FRAGMENTO CITADO:
- - -
No recuerdo exactamente cuándo fue la última vez que fui a un baile en que tocara Irakere. Si tengo presente la última vez que vi a aquella formación irrepetible dentro de la música cubana en un sitio donde se convocara a los cubanos a bailar.
Fue en el desaparecido Palacio de la Salsa. Era un jueves del mes de febrero; lo recuerdo totalmente porque esa noche pregunte si harían el habitual concierto el 24 de ese mes en Pogolotti para celebrar la fundación de ese barrio habanero. Corría el año 1997 y me enrolaba con un grupo de amigos en fundar –realmente era retomar—una de las tres revistas de música que habían surgido en esos años noventa y que tenía por nombre Salsa Cubana. Esa noche me acompañaba en su debut en aquel lugar el diseñador Pepe Menéndez.
El público ese día no era tan numeroso como en otras ocasiones; eso sí había una gran cantidad de músicos que habían venido por dos razones: una era escuchar a aquellos maestros de sus instrumentos y la otra causa, menos fraternal concluí al pasar los años, era medir si podían ser competidores en esta nueva etapa a sus propuestas. Solo que olvidaban algo medular: Irakere había sido la puerta giratoria dentro de la música cubana por la que muchos habían entrado; gracias a ellos habían encontrado un camino musical e inspiración para sus propuestas.
En honor a la más pura verdad el público no reaccionó como merecían aquellos músicos. Era entendible, sus intereses musicales habían cambiado. Al final del concierto tuve la oportunidad de hablar con Oscar Valdés y aún me resuenan sus palabras que anunciaban una profecía: “…mulato…en estos tiempos lo mejor que nosotros podemos hacer es salir a buscar otro camino… de todas formas la gente fuera de este lugar nos quiere…”
Oscar terminó de guardar sus jicamos –así llamaba a sus tambores—y abandonó el lugar. Se cerraba allí un capítulo importante de la historia de la música cubana del siglo XX. Ciertamente Irakere sobrevivió unos meses más, tal vez un par de años; pero aquella noche fue definitoria para aquellos músicos.
De Irakere al Proyecto Diakara
Lo cierto es que todos los músicos de Irakere de aquel entonces tomaron su propio camino; antes algunos, otros ya habían emprendido nuevos proyectos de los cuales el más notorio fue Habana Ensemble; Oscar por su parte concentró sus energías en el proyecto Diakara, una formación que había fundado años antes junto a sus hijos Oscarito en la batería, Diego en el bajo y Alberto en el sonido –él lamentaba que hubiera abandonado sus estudios de trompeta—y otros importantes músicos en su primera etapa como Emilio Vega en el piano, Roberto Vizcaino en la percusión, Julián Fernández en la guitarra y Hiosvany Terry en el sax y la flauta.
- - -
REGISTROS PROPORCIONADOS:
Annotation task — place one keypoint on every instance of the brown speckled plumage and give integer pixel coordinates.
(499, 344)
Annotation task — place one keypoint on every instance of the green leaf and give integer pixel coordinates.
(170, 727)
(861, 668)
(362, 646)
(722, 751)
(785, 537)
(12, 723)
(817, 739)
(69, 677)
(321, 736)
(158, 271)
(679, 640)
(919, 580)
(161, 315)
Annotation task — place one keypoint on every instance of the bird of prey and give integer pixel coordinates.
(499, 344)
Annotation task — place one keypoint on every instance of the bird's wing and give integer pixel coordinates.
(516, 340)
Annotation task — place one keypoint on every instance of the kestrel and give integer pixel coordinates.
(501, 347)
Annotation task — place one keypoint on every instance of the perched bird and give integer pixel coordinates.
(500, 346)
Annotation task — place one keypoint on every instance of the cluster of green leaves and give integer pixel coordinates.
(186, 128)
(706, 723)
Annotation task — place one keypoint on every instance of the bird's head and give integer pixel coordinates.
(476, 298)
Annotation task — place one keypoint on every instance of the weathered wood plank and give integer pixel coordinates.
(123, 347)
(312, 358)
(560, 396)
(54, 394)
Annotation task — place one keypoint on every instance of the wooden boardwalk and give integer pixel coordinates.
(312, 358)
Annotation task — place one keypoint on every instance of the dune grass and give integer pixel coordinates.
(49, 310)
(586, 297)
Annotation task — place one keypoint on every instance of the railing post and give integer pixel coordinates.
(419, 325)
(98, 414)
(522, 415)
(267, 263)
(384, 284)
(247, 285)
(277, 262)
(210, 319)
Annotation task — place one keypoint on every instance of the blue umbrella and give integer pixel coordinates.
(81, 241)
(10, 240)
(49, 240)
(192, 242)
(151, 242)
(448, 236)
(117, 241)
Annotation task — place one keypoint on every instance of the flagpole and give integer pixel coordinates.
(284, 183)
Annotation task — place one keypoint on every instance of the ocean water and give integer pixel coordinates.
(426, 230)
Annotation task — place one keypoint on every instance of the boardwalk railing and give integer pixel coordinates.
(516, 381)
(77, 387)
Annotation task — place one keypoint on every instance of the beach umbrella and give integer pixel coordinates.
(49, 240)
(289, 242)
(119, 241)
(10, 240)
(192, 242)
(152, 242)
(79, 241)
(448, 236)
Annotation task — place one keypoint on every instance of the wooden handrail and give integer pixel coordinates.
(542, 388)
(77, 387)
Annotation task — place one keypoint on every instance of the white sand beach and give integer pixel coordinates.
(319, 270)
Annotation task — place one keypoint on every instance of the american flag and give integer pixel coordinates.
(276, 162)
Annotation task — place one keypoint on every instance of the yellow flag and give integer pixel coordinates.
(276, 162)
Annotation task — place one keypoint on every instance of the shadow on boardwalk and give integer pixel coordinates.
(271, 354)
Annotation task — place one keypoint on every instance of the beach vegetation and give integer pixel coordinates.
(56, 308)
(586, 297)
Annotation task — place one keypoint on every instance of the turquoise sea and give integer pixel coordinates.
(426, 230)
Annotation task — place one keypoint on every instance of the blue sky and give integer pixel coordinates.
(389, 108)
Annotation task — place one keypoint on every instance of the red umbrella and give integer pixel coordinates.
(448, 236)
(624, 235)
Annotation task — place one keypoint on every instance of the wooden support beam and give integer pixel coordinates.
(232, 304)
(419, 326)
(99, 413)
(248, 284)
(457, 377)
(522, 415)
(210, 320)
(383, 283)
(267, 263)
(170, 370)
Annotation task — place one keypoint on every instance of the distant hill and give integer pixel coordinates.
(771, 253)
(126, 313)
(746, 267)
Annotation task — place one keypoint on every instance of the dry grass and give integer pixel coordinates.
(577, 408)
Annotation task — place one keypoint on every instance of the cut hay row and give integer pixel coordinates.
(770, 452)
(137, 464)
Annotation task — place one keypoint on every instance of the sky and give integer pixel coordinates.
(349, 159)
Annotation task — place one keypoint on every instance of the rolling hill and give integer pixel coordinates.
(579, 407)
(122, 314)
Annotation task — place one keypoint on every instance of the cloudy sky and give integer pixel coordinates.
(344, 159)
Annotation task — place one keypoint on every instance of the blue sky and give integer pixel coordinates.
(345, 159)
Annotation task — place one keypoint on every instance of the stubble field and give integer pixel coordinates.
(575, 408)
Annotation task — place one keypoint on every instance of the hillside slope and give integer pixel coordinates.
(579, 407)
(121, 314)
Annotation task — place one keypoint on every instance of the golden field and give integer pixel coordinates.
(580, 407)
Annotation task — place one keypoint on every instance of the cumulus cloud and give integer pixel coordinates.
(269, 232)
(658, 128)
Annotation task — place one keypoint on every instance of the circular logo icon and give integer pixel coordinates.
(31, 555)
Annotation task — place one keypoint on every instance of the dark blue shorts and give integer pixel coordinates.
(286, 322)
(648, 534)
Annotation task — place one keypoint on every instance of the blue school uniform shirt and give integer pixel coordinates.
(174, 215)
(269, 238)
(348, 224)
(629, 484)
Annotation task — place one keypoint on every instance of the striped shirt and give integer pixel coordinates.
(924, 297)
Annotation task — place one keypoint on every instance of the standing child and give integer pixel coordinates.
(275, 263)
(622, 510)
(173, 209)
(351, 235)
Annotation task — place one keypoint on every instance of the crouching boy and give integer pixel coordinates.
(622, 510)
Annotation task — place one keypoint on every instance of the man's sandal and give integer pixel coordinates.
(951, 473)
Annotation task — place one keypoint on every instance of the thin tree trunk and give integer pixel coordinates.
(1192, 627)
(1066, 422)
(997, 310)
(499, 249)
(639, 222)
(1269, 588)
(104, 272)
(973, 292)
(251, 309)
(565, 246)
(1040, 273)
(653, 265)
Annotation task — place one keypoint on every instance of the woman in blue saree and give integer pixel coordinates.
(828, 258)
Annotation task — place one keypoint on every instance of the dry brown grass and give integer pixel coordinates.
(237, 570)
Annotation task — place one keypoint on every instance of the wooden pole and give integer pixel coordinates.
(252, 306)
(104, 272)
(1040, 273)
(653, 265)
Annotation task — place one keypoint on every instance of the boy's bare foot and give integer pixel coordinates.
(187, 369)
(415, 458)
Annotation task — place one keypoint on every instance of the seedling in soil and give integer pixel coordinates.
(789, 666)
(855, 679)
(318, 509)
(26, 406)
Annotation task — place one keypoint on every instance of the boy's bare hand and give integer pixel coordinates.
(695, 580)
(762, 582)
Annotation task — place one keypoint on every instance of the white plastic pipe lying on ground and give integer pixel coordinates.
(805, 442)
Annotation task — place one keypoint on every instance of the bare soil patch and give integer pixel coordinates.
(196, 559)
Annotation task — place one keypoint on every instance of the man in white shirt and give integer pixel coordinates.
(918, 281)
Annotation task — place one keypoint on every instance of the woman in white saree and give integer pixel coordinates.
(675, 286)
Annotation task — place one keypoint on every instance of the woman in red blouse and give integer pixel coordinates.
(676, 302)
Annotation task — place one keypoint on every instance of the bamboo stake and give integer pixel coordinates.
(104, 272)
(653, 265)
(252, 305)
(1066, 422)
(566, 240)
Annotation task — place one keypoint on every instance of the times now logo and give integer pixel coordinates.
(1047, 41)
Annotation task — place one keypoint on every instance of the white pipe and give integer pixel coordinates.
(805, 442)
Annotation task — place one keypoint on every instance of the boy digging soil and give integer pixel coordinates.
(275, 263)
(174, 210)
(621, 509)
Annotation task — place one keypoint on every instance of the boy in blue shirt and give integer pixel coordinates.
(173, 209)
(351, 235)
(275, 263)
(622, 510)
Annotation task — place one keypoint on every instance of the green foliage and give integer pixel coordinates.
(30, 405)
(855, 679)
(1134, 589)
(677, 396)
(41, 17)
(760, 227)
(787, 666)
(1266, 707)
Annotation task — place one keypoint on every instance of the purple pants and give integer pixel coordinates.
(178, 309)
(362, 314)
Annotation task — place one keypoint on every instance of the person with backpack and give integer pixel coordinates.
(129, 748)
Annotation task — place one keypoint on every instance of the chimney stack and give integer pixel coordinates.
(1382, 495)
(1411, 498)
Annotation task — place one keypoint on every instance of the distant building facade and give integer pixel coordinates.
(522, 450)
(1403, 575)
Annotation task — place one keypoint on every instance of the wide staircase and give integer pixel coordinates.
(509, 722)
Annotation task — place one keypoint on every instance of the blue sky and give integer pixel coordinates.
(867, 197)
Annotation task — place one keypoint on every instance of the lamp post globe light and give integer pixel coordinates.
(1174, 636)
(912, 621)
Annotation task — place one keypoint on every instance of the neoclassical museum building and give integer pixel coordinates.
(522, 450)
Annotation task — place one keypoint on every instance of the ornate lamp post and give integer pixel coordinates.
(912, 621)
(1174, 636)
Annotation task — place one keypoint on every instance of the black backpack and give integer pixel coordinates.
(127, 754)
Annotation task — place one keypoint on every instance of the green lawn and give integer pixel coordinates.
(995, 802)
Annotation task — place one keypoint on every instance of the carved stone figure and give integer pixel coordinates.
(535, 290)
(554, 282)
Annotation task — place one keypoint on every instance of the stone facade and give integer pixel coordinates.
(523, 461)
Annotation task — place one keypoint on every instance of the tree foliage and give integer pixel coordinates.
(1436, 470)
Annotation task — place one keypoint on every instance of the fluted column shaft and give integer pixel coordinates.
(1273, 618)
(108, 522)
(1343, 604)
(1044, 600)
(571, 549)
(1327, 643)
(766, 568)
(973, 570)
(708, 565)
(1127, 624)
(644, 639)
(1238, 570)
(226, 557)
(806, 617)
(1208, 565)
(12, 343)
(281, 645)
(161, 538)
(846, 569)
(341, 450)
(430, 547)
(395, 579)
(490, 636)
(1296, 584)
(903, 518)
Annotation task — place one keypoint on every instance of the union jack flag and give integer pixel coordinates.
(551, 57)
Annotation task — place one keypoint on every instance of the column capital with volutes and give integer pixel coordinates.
- - -
CONSIGNA DEL EJERCICIO 1: Edita la crónica sobre Irakere y reproduce el fragmento que va desde "En honor a la" hasta "para aquellos músicos.", este incluido, cambiando "jicamos" por "cueros".
CONSIGNA DEL EJERCICIO 2: Indica cuántas líneas de los registros contienen la cadena "shirt", teniendo en cuenta mayúsculas y minúsculas, y responde solo con el número.

RESPUESTA COMPLETA 1:
En honor a la más pura verdad el público no reaccionó como merecían aquellos músicos. Era entendible, sus intereses musicales habían cambiado. Al final del concierto tuve la oportunidad de hablar con Oscar Valdés y aún me resuenan sus palabras que anunciaban una profecía: “…mulato…en estos tiempos lo mejor que nosotros podemos hacer es salir a buscar otro camino… de todas formas la gente fuera de este lugar nos quiere…”
Oscar terminó de guardar sus cueros –así llamaba a sus tambores—y abandonó el lugar. Se cerraba allí un capítulo importante de la historia de la música cubana del siglo XX. Ciertamente Irakere sobrevivió unos meses más, tal vez un par de años; pero aquella noche fue definitoria para aquellos músicos.

RESPUESTA COMPLETA 2: 4